RECORDS SUPPLIED Start Marker

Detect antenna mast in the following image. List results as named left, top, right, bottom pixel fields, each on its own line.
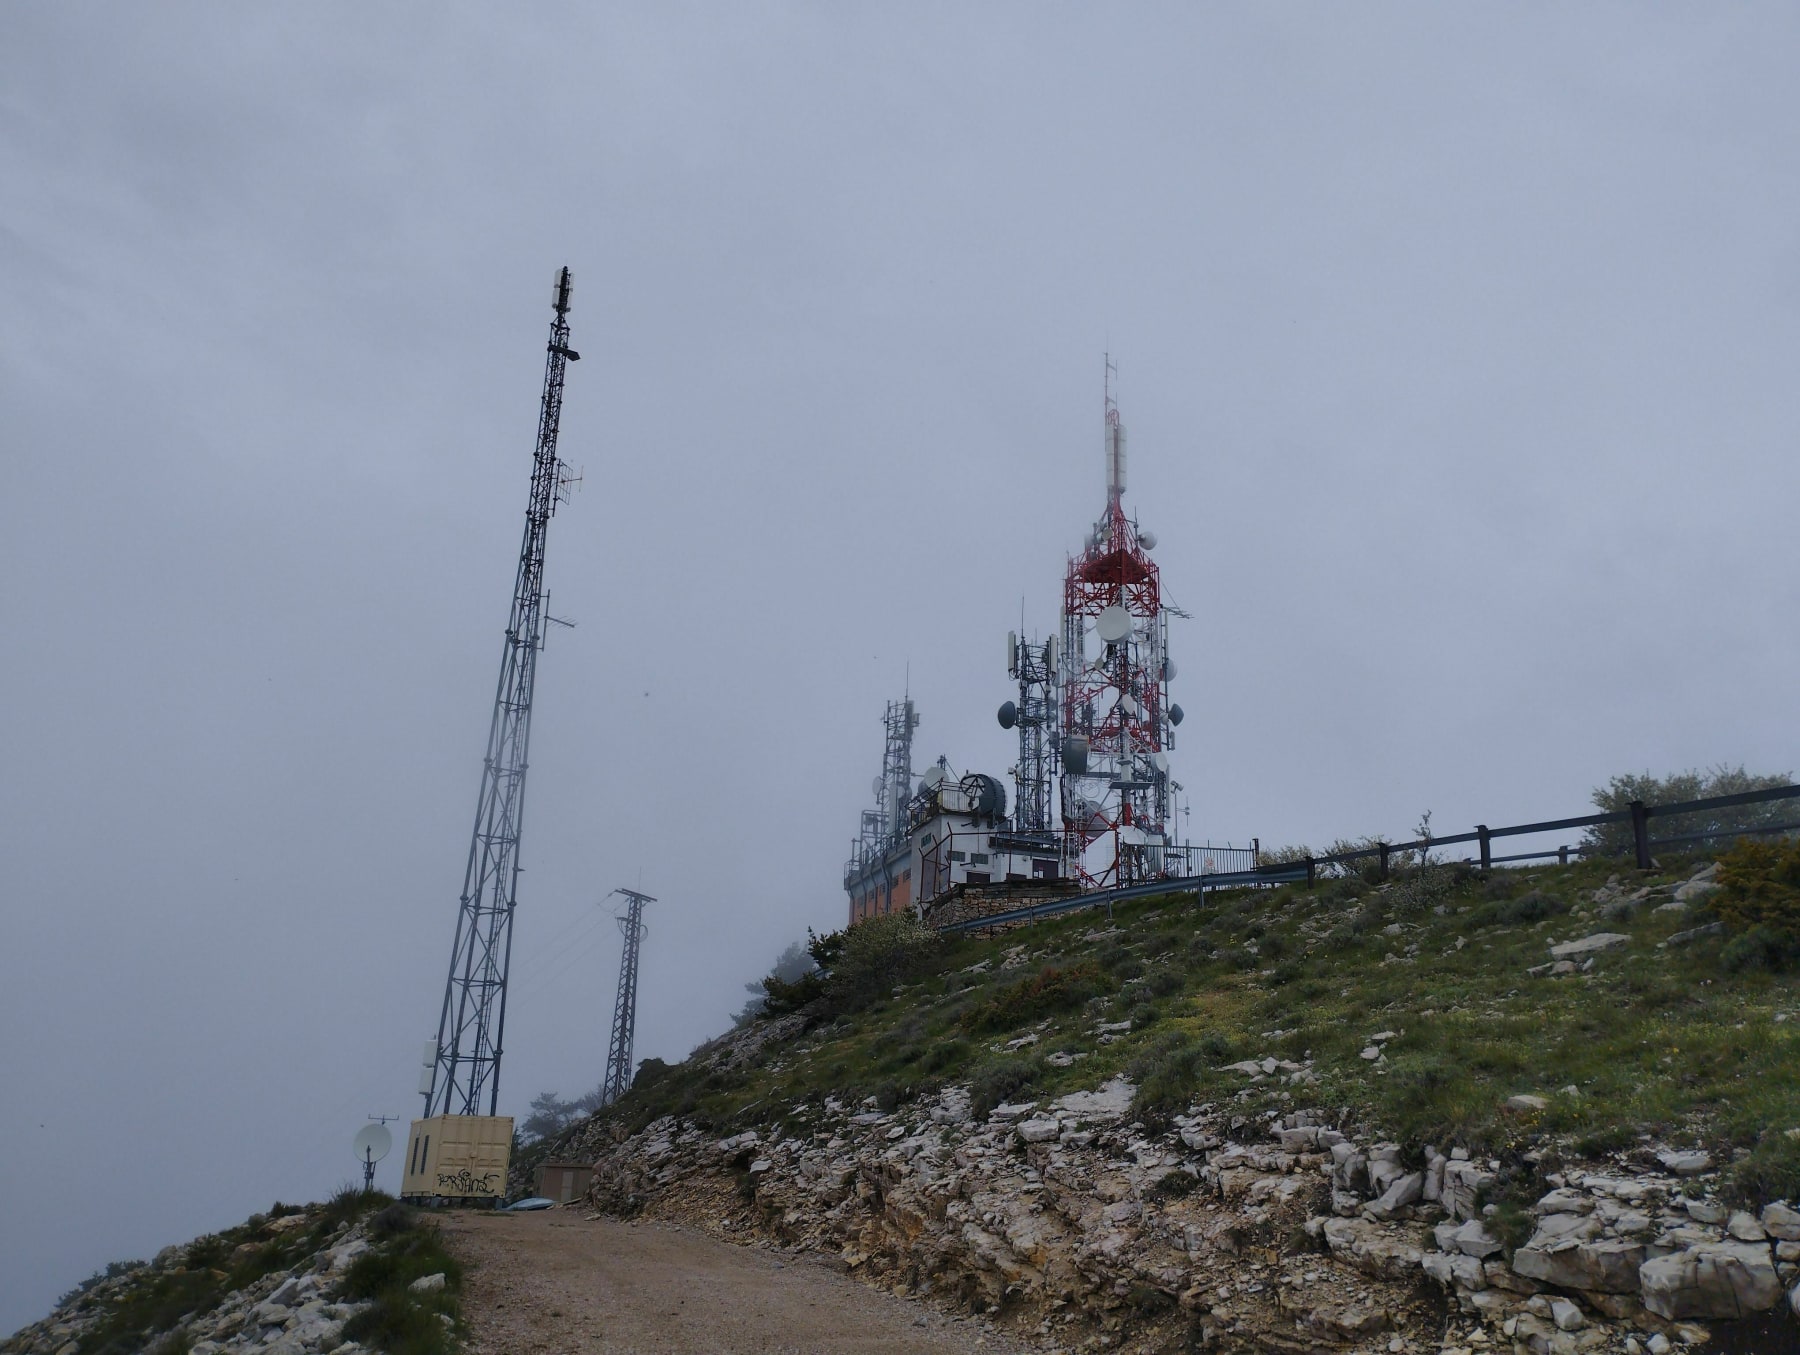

RECORDS SUPPLIED End Marker
RECORDS SUPPLIED Start Marker

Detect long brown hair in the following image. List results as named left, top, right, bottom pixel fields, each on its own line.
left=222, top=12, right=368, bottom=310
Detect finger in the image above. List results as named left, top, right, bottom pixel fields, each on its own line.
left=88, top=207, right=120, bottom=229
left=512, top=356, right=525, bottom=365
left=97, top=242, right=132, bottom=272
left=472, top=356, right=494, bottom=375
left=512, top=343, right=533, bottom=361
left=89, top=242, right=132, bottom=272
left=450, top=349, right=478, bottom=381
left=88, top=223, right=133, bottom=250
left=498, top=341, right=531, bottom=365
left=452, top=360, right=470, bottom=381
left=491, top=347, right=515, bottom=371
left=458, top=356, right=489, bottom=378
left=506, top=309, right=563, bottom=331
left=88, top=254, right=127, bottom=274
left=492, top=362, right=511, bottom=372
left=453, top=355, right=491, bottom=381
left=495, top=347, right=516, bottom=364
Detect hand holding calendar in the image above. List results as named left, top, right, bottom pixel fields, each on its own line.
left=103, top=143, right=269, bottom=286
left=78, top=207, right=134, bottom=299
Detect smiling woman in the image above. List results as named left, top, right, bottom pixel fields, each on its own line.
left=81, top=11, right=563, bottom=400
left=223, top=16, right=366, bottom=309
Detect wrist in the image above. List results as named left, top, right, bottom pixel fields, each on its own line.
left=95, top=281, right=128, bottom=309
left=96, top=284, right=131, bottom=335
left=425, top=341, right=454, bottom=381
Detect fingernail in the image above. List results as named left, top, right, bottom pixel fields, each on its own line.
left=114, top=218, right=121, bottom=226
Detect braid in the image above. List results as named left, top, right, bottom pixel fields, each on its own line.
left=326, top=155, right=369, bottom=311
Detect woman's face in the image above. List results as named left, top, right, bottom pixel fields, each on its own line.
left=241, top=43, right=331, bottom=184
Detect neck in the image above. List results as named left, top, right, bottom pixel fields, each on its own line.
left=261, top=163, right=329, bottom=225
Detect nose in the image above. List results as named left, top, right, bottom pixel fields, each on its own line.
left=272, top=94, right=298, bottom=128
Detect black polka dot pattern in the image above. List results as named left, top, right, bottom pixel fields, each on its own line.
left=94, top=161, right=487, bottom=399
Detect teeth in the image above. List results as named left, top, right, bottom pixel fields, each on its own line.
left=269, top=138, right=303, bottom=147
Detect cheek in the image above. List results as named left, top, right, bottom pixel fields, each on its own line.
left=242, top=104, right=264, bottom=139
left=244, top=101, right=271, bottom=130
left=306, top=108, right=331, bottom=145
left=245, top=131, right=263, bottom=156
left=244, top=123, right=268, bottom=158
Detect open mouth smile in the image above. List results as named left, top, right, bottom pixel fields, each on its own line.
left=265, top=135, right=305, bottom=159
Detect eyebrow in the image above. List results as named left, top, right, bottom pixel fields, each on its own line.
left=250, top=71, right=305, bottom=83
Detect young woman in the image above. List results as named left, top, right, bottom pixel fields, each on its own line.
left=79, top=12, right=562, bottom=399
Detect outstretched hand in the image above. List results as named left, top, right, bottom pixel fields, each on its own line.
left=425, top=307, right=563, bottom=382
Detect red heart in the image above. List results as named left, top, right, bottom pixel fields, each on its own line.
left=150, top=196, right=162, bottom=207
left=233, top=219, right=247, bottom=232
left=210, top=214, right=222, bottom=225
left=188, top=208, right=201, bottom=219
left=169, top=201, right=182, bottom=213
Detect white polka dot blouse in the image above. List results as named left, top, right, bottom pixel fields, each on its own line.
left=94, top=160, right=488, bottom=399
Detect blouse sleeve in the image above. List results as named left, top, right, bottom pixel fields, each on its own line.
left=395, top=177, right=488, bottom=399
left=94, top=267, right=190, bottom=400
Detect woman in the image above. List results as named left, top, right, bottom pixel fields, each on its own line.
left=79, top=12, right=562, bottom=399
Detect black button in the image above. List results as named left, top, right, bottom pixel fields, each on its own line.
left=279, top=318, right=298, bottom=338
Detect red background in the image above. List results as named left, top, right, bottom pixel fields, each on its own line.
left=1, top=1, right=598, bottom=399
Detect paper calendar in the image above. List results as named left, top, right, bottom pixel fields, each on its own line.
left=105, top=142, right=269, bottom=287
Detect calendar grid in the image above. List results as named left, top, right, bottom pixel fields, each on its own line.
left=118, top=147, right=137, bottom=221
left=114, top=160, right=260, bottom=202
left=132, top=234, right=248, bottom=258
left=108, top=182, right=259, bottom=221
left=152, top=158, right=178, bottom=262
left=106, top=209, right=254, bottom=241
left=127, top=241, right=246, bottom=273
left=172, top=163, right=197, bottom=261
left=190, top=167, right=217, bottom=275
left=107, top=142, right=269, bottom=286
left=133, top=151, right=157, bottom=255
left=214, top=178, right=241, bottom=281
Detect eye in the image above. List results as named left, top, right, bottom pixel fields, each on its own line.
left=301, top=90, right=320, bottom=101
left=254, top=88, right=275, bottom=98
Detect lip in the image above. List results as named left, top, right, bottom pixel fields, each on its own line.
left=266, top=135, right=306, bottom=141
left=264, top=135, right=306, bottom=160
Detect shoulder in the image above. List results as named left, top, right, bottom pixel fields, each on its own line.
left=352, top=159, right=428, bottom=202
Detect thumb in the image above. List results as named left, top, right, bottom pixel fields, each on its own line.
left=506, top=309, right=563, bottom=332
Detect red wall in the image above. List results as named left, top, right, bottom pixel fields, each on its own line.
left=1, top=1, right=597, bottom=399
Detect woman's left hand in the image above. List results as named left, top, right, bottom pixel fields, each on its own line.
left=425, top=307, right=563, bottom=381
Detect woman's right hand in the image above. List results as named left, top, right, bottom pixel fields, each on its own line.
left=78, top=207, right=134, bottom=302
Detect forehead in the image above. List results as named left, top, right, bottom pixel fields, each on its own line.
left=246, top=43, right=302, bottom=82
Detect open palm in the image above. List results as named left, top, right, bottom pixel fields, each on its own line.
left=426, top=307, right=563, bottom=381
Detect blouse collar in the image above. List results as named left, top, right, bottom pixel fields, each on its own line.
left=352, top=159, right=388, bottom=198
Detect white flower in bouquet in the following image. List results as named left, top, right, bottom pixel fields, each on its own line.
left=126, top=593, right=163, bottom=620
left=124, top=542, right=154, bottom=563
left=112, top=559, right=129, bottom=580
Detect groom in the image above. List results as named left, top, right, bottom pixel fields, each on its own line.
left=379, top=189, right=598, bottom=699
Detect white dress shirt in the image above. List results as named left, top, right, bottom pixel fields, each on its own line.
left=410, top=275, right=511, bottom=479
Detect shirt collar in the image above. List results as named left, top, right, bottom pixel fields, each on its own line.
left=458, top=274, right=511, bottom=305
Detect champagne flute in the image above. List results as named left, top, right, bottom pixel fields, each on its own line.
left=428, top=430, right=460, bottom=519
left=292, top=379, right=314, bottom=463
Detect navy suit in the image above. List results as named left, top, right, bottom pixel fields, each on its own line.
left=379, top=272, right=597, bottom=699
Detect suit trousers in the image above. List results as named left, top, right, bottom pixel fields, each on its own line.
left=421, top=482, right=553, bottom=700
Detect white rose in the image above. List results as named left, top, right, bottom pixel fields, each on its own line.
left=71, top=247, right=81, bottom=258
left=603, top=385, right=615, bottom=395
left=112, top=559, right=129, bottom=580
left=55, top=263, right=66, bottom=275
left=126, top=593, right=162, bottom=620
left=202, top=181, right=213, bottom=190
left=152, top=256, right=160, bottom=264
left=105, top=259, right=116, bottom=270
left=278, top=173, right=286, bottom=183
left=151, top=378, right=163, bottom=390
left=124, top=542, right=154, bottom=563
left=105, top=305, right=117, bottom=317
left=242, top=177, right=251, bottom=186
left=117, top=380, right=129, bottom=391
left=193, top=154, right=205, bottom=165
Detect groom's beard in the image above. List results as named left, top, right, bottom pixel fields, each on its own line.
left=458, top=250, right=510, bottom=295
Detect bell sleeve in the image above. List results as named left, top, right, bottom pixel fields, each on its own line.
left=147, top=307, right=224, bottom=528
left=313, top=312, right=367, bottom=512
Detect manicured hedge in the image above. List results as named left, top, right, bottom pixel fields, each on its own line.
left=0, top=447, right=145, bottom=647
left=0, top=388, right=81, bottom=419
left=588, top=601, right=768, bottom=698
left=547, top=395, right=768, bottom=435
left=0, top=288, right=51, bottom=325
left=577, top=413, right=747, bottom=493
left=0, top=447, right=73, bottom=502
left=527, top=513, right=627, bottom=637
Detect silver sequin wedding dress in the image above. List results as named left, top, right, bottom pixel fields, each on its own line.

RECORDS SUPPLIED End Marker

§ **YOUR GOAL**:
In the records above, find the line with "Detect manicured hedge"; write out exactly that line and each one after it, stopping after the line with "Detect silver sequin".

§ **EXERCISE RESULT**:
Detect manicured hedge in the image above. List results as named left, top, right, bottom pixel fields, each on its own line.
left=0, top=447, right=145, bottom=647
left=0, top=388, right=81, bottom=419
left=588, top=601, right=768, bottom=698
left=547, top=395, right=768, bottom=435
left=0, top=288, right=51, bottom=325
left=577, top=413, right=747, bottom=493
left=0, top=447, right=73, bottom=502
left=527, top=513, right=627, bottom=637
Detect silver sequin wedding dress in the image above. List results as named left, top, right, bottom pixel fields, each on its own line.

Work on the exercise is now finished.